WHAT NEEDS TO BE DONE — Continue the news report on Syria's reliance on Russian oil, starting right after its last sentence.

Tuesday , May 5 2026

Syria relies on Russia’s oil despite pivot to the West

05-05-2026

DAMASCUS/ BANIYAS: Russia has emerged as the main supplier of oil to Syria, Reuters reporting shows, despite the new government’s alignment with the West and widespread distrust of Moscow over its military support for fallen leader Bashar al-Assad.

Oil shipments from Russia have jumped 75% to about 60,000 barrels per day this year, the reporting found, based on Reuters calculations of official announcements and ship tracking data on LSEG, MarineTraffic and Shipnext.

The volumes represent a tiny share of Russia’s daily global oil exports but for Syria, where domestic production remains far below demand, the flows make Moscow the country’s dominant crude supplier following the fall of Assad in December 2024, taking over from Iran which was a key ally of the ousted leader during the country’s 14-year civil war.

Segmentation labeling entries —
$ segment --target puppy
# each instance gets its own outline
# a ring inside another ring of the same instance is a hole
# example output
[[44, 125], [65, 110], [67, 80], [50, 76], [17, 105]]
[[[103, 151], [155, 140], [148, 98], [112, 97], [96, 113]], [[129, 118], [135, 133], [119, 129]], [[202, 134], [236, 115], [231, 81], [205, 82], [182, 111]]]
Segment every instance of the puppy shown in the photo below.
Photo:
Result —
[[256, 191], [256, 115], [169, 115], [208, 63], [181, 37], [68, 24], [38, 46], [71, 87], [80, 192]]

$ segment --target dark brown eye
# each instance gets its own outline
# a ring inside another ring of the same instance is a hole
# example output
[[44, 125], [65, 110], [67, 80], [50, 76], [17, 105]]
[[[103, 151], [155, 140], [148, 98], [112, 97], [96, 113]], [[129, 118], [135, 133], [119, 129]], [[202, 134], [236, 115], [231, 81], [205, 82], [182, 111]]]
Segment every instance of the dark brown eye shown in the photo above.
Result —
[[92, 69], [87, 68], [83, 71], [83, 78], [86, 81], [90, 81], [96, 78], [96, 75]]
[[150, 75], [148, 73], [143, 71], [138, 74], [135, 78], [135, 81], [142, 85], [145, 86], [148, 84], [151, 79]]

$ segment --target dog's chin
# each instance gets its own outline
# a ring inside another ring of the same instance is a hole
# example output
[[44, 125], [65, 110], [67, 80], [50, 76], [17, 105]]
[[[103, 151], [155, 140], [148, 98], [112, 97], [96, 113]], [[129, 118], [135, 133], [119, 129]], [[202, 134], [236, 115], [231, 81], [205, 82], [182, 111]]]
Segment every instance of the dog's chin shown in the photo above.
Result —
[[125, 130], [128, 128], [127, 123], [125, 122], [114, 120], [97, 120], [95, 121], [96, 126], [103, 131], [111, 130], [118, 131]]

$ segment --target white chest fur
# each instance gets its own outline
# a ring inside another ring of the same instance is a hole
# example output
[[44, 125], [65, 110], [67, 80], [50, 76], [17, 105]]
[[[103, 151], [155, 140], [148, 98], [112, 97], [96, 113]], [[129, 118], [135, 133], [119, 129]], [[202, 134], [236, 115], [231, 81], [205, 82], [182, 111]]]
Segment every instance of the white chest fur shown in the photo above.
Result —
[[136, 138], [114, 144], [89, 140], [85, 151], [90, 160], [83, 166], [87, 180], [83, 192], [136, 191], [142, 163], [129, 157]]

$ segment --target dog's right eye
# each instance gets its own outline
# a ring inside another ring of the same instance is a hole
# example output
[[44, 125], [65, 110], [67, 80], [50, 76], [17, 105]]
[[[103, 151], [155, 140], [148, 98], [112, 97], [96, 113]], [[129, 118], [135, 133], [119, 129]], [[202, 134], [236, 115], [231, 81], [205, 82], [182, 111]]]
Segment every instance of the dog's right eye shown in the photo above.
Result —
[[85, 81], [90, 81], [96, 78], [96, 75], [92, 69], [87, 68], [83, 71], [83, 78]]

* * *

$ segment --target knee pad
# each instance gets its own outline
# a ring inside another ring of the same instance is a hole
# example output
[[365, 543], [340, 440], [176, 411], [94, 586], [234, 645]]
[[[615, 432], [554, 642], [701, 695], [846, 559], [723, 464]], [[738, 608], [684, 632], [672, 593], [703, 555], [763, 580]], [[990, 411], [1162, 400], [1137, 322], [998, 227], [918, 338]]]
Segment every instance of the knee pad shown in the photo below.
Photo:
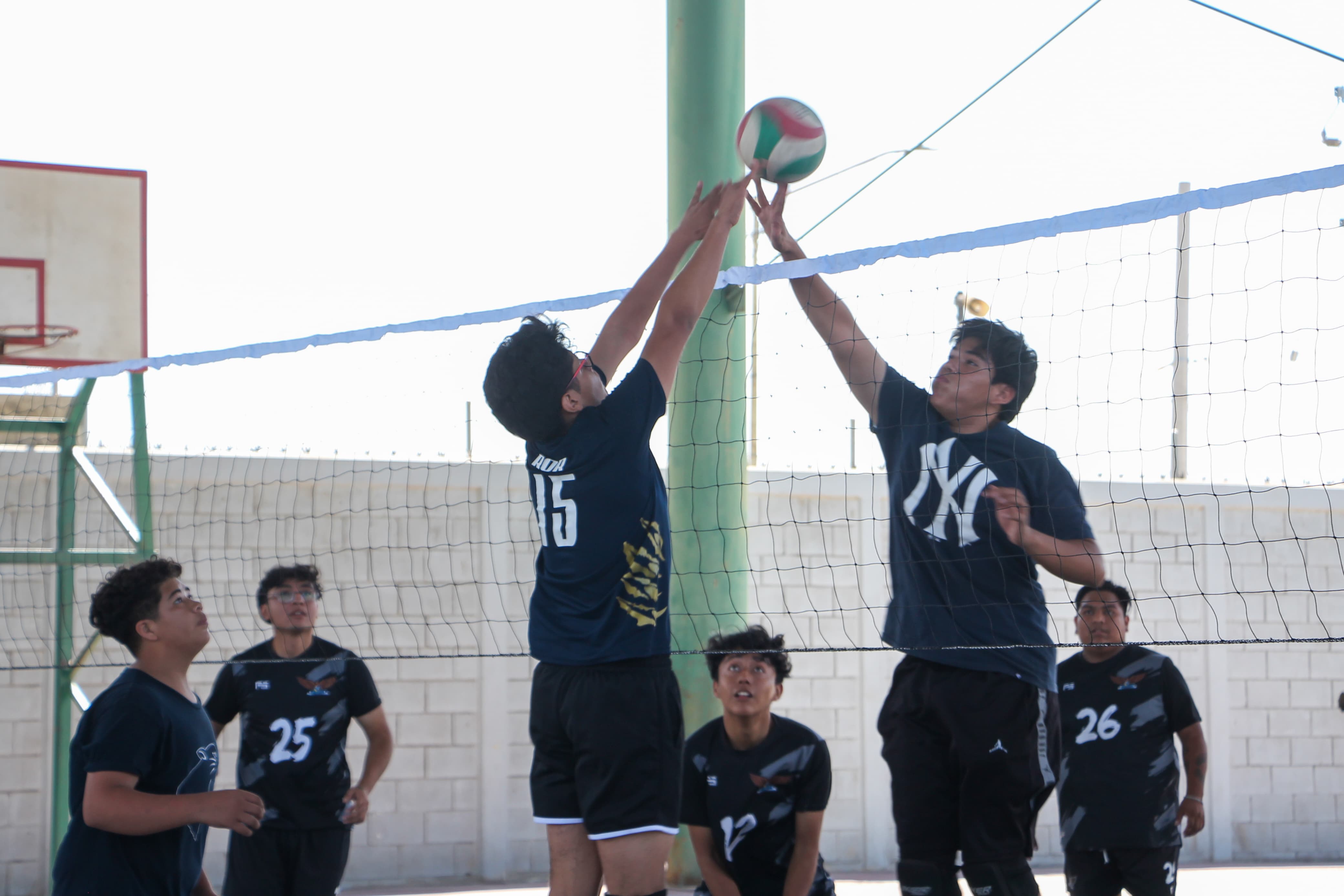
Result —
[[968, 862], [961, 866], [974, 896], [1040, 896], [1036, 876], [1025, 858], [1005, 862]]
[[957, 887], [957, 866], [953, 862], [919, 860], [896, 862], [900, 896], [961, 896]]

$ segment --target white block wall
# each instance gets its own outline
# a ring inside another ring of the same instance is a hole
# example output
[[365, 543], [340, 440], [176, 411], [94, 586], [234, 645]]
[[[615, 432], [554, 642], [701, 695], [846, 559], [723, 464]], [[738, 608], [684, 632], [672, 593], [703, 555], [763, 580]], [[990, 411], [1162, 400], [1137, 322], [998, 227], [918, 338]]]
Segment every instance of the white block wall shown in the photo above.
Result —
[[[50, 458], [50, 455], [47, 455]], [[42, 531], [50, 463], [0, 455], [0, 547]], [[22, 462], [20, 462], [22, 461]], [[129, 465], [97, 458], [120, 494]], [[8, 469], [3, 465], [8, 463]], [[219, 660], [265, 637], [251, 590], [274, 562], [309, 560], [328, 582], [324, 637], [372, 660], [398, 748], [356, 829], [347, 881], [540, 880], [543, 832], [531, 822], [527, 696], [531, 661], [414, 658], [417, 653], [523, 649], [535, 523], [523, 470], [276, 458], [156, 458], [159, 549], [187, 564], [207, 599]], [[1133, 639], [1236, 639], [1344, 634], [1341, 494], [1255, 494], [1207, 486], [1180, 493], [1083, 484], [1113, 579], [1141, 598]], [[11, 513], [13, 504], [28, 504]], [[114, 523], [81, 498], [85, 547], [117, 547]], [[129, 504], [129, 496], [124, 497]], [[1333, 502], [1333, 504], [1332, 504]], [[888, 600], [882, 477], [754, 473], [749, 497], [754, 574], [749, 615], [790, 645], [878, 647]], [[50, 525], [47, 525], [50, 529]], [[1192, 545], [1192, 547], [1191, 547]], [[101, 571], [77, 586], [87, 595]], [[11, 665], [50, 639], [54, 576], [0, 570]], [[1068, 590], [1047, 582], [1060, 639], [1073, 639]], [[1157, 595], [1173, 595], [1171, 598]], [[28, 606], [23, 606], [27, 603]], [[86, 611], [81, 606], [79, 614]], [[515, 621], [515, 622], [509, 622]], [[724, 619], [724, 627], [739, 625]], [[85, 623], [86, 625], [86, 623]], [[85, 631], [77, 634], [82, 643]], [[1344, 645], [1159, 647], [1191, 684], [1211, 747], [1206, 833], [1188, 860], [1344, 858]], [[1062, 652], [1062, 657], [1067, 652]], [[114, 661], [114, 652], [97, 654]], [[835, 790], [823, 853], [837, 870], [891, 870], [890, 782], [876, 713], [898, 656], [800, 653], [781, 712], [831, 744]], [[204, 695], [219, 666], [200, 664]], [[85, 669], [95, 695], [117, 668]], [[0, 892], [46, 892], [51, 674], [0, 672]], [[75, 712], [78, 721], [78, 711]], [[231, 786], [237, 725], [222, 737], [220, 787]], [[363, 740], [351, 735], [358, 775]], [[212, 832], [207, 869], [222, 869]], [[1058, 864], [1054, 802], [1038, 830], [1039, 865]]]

==

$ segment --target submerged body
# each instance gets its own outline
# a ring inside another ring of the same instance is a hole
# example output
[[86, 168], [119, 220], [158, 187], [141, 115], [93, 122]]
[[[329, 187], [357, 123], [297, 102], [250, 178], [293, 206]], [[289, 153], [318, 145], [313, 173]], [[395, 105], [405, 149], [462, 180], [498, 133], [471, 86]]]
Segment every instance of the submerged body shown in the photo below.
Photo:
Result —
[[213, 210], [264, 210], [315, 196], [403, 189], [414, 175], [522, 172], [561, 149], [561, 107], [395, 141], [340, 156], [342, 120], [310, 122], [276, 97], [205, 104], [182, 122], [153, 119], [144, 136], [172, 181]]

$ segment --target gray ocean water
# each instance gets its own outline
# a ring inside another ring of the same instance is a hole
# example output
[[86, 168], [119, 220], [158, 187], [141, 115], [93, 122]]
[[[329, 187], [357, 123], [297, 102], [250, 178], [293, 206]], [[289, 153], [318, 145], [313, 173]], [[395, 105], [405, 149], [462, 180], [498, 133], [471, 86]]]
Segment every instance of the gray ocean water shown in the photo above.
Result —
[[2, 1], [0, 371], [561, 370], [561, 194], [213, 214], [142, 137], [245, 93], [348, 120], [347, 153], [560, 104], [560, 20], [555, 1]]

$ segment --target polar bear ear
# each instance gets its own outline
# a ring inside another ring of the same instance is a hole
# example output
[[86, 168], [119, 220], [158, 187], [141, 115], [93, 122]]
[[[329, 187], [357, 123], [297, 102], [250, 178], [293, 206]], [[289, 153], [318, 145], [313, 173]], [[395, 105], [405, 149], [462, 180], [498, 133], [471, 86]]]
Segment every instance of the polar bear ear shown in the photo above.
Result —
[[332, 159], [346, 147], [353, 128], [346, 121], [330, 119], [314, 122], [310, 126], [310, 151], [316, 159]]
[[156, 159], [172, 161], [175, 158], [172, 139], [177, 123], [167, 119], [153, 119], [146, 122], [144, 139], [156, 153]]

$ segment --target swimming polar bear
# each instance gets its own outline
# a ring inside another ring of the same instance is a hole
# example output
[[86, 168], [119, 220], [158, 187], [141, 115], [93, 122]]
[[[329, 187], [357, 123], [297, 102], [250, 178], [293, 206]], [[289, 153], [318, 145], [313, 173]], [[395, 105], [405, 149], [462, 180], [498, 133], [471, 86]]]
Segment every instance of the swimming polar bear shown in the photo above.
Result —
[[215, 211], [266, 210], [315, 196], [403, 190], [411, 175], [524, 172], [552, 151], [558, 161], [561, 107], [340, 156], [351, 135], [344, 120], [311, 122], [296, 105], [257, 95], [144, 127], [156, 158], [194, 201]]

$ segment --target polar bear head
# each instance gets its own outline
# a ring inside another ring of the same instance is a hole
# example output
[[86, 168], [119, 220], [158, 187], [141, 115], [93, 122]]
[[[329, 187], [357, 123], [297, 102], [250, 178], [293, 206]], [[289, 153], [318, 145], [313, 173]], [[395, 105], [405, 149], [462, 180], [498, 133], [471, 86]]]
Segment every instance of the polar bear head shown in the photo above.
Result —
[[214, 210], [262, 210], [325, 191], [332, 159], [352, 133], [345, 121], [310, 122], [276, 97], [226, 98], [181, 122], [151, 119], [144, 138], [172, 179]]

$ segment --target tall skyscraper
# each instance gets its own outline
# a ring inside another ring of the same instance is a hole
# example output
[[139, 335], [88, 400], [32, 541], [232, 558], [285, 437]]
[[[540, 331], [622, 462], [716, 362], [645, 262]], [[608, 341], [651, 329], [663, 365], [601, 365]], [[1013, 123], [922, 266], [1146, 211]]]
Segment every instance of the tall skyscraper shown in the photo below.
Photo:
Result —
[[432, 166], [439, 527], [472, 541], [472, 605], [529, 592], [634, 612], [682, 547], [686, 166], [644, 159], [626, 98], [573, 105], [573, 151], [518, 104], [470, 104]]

ANSWER TO THE PROBLEM —
The dynamic highlights how limited Syria’s options remain. Despite emerging from the war as Western-leaning, its economy is ‌not closely integrated into the global financial system, even after Europe and Washington last year ended decades of sanctions on the country.

Two analysts and three Syrian officials said the trade reflects economic necessity in Damascus and also gives Moscow influence in a country where it retains two naval and air bases.

The relationship with Russia risks straining ties with the EU and Washington, but Damascus currently has few options, said the officials who spoke on condition of anonymity to discuss sensitive matters.

The trade could also make Syria’s energy sector vulnerable to renewed Western sanctions, said Syrian economist Karam Shaar.

“If the United States were to fail to reach an agreement or settlement with Russia regarding Ukraine, it wouldn’t be a surprise if it told Syria overnight to stop buying these oil shipments,” Shaar said, ​adding that Syria’s government was aware of the risks and was looking for alternative suppliers.

An official at state-run Syrian Petroleum Company (SPC) said Damascus was trying to diversify suppliers and had, so far unsuccessfully, sought an oil deal with Turkey, which is close to the Sharaa government.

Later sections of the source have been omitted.